— 取り組む課題 —
**a.** 胃がんの記事を読み、次の問いにそれぞれ答えなさい。
(i) Aさんの胃がんが見つかるきっかけとなったのは、何のために受けた検査か。
(ii) 医師がAさんに提案した選択肢はいくつあったか。
(iii) 抗がん剤治療について心配な点として挙げられているのは何か。
**b.** 胃がんの記事の続きを、最後の文の次から書き進めなさい。

··· 原文抜粋 ···

胃がんになったとき -私のチョイス-

87歳で胃がんが見つかる
Aさん(女性・91歳)に胃がんが見つかったのは4年前。胆石の検査で超音波検査をしたのがきっかけでした。内視鏡検査を受けた結果、がんは胃の全体に広がっていましたが、リンパ節への転移などはなく、手術で胃を全摘すればがんは取り切れるという状態でした。
「気づくような症状はございませんでしたから、ちょっとびっくりしたんですけれども、年齢的にも私の番だなと思い覚悟しました。」
高齢者の場合の治療のチョイスは?

しかし、当時87歳と高齢だったこともあり、医師は体の事を心配しました。
「高齢者の場合は、手術で胃がんを取っても、ご飯が食べられなくて体重もだんだん減ってきて元気がなくなる人も中にはいらっしゃいます。高齢になればなるほど、やはり回復は遅れやすくなる。」
そこで医師は、3つの選択肢をAさんに提案しました。
がんは取り除けるが、体力の低下は避けられない手術。がんの進行は抑えられるものの、副作用が心配な抗がん剤治療。さらに、手術のリスクや薬の副作用を考えて積極的な治療はせず、痛みをとるなど緩和ケアを中心とした治療、です。

··· 提示データ ···

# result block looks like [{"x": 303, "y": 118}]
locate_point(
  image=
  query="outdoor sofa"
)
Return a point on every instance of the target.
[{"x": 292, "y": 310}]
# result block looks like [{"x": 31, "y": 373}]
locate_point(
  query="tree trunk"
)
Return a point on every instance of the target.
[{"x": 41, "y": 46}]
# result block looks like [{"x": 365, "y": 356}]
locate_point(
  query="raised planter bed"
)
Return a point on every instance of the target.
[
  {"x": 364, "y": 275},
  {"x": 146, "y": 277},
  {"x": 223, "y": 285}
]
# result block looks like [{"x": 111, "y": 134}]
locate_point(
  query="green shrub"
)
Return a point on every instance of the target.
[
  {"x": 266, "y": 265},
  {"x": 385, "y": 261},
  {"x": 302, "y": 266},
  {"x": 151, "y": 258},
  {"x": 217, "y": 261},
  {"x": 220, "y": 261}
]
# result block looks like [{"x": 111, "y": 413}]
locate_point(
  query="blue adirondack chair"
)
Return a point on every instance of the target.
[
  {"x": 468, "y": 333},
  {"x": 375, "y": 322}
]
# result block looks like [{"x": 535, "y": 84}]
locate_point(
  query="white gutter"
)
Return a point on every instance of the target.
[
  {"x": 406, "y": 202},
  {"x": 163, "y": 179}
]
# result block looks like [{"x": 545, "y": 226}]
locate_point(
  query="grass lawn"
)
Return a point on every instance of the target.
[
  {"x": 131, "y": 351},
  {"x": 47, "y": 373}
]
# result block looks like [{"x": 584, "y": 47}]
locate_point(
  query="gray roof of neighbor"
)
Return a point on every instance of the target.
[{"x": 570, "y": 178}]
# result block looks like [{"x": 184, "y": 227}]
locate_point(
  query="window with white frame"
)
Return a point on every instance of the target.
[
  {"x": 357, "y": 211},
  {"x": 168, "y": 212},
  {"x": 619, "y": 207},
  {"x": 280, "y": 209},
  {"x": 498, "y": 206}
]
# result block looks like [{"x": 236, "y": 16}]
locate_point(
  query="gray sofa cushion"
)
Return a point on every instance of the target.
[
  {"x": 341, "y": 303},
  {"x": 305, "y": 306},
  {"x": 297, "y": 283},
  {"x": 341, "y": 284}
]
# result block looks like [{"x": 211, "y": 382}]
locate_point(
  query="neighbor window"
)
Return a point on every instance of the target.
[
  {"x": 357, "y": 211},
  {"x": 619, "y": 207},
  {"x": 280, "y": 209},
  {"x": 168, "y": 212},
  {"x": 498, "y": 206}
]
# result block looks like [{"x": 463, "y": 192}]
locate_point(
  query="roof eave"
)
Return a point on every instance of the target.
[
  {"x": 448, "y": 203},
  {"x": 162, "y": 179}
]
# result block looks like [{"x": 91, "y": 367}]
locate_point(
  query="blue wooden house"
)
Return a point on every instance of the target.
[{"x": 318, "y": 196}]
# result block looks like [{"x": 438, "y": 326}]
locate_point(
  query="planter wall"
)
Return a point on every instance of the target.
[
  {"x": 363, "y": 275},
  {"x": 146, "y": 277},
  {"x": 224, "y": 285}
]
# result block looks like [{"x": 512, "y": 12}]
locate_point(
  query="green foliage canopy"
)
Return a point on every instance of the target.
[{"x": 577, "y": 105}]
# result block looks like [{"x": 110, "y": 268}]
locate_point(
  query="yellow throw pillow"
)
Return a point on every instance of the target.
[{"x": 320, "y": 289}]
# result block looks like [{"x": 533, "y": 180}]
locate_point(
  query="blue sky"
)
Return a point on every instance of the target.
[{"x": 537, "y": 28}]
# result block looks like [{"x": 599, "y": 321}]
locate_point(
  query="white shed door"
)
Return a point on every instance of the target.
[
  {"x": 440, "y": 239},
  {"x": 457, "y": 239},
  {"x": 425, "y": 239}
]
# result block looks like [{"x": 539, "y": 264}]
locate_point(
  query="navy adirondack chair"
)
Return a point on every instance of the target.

···

— 解答一覧 —
**a.**
(i) 胆石の検査(超音波検査)
(ii) 3つ
(iii) 副作用

**b.**
急増する高齢者の胃がん

日本人の寿命が延びて、長生きする人が増えたことや、内視鏡などの検査を受ける機会が増えたことで、高齢者の胃がんの発症がこの20年ほどで急激に増加しています。これまでの高齢者の治療は、手術ができればするが、できなければそのままがんの進行を見守るというのが一般的でした。しかし、抗がん剤や副作用を抑える薬、内視鏡治療、手術が進歩したことで、高齢者の治療の選択肢が増えています。
抗がん剤をチョイスした理由
Aさんが選択したのは、抗がん剤治療でした。
「胃を全摘したら、1日に5回も6回も食事をしなければいけないと伺いまして、そういう生活はしたくないと思って、化学療法(抗がん剤治療)を受け入れることにしました。」
これまで通りの生活をなるべく長く続けることを望んだAさん。医師は体への負担を考え、抗がん剤の種類は副作用の強いものを避け、量も効果が出るぎりぎりに調整しました。ふらつきや吐き気など副作用は多少ありますが、抑える薬をのんでしのいでいます。
がんが見つかってから4年。薬が効いて、Aさんは薬をのみ続けながら以前と変わらない生活が送れています。
「生きがいは孫たちです。あと1年元気でいたら大学生になるかもしれないんですよ。